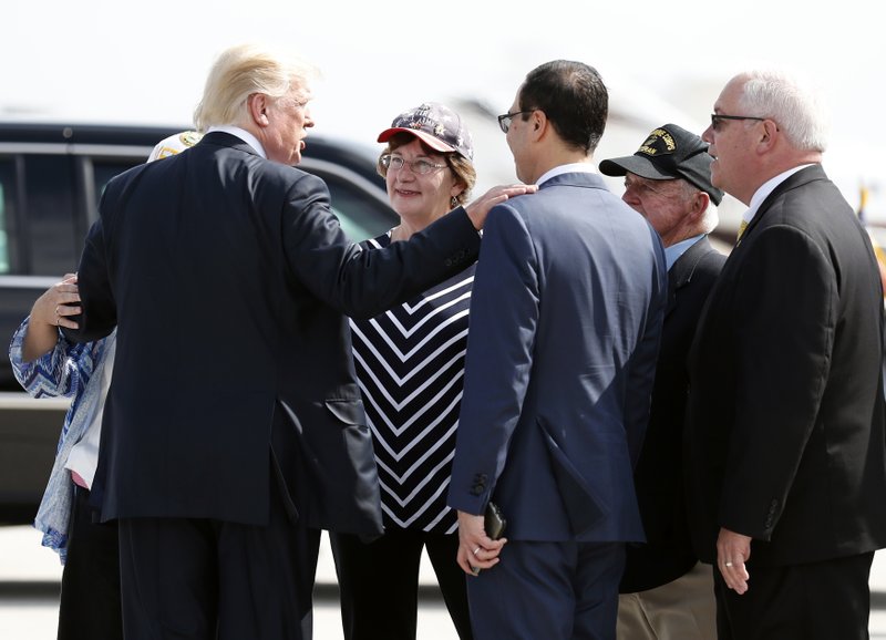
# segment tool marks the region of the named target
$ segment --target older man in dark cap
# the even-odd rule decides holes
[[[711,162],[699,136],[666,124],[633,155],[600,163],[604,174],[625,176],[622,199],[661,237],[669,280],[652,411],[635,473],[648,541],[628,545],[619,640],[717,638],[711,567],[699,564],[692,550],[682,469],[686,357],[725,261],[708,241],[723,197],[711,184]]]

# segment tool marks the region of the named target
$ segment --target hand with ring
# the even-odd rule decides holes
[[[468,576],[498,564],[498,554],[507,540],[493,540],[486,535],[483,516],[459,512],[459,554],[456,561]],[[481,558],[481,553],[483,557]]]
[[[739,595],[748,591],[750,574],[745,562],[751,557],[751,538],[727,528],[717,538],[717,566],[727,587]]]

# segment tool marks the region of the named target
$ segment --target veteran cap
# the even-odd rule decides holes
[[[457,113],[440,103],[425,102],[401,113],[390,128],[379,134],[379,142],[388,142],[401,131],[411,133],[434,151],[455,152],[468,161],[474,159],[471,133],[462,124]]]
[[[190,148],[200,142],[202,137],[203,134],[196,131],[183,131],[182,133],[165,137],[154,146],[151,155],[147,156],[147,162],[154,162],[155,159],[162,159],[182,153],[186,148]]]
[[[708,143],[676,124],[666,124],[650,133],[633,155],[602,161],[600,172],[607,176],[630,172],[650,180],[683,178],[719,205],[723,192],[711,184],[712,162]]]

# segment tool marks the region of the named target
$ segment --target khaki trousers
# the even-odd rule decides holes
[[[713,567],[697,564],[672,582],[618,597],[618,640],[717,640]]]

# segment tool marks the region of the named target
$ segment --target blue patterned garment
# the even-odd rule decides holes
[[[59,332],[54,349],[33,362],[24,362],[22,345],[29,322],[30,317],[16,330],[9,344],[9,361],[16,379],[33,398],[72,399],[62,425],[55,463],[34,519],[34,527],[43,531],[43,546],[58,551],[64,564],[74,495],[74,483],[64,465],[73,446],[83,437],[99,405],[104,353],[115,339],[115,333],[95,342],[75,344]],[[91,380],[95,383],[90,384]]]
━━━━━━━━
— Required work —
Repeat all of the data above line for line and without change, leaving out the pictures.

— Solution below —
# segment tool marks the region of the named target
$ segment --target older man in dark cap
# the even-odd rule decides holes
[[[711,162],[699,136],[666,124],[633,155],[600,163],[604,174],[625,176],[622,199],[661,237],[669,280],[652,411],[635,473],[648,541],[628,545],[619,640],[717,638],[711,567],[699,564],[692,550],[682,469],[686,357],[725,261],[708,241],[723,197],[711,184]]]

# segment tool marks the region of the named target
$ segment --target hand with ring
# the even-odd rule decides holes
[[[468,576],[498,564],[498,554],[507,540],[493,540],[486,535],[483,516],[459,512],[459,554],[456,561]],[[481,558],[481,553],[483,557]]]
[[[739,595],[748,591],[750,574],[745,562],[751,557],[751,538],[727,528],[717,538],[717,566],[727,587]]]

# segment tool marks the region of the named target
$ segment --target veteran cap
# the even-odd rule decides holes
[[[457,113],[440,103],[425,102],[401,113],[390,128],[379,134],[379,142],[388,142],[401,131],[411,133],[434,151],[455,152],[468,161],[474,159],[471,133],[462,124]]]
[[[190,148],[200,142],[202,137],[203,134],[196,131],[183,131],[182,133],[165,137],[154,146],[151,155],[147,156],[147,162],[154,162],[155,159],[162,159],[182,153],[186,148]]]
[[[708,143],[676,124],[666,124],[650,133],[633,155],[602,161],[600,172],[607,176],[630,172],[650,180],[683,178],[719,205],[723,192],[711,184],[712,162]]]

# segment tool marks the region of the named target
$ segment --target khaki trousers
# the even-odd rule decides holes
[[[713,567],[697,564],[672,582],[618,597],[618,640],[717,640]]]

# segment tool marks the region of the named target
$ segment --target blue patterned garment
# the even-odd rule decides holes
[[[59,332],[54,349],[33,362],[24,362],[22,345],[29,322],[30,317],[16,330],[9,344],[9,361],[16,379],[33,398],[72,399],[62,425],[55,463],[34,519],[34,527],[43,531],[43,546],[58,551],[64,564],[74,495],[74,483],[64,465],[73,446],[83,437],[99,405],[104,353],[115,339],[115,333],[95,342],[75,344]],[[91,380],[95,383],[90,384]]]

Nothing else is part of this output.